Exercise goal:
The lines below should be written out again in full, exactly as they are.

[[ Material for this exercise, beginning ]]

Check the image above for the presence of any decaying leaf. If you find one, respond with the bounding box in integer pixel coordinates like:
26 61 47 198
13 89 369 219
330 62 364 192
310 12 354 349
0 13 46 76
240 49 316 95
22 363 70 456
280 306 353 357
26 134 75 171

[[ Material for this exercise, end ]]

Output for this exercise:
Check the image above for the presence of any decaying leaf. If you find one, respond with the bounding box in integer pixel coordinates like:
26 61 47 198
13 89 369 219
330 62 364 192
310 12 354 349
0 13 46 76
240 49 316 95
22 363 70 456
280 306 353 357
26 134 75 171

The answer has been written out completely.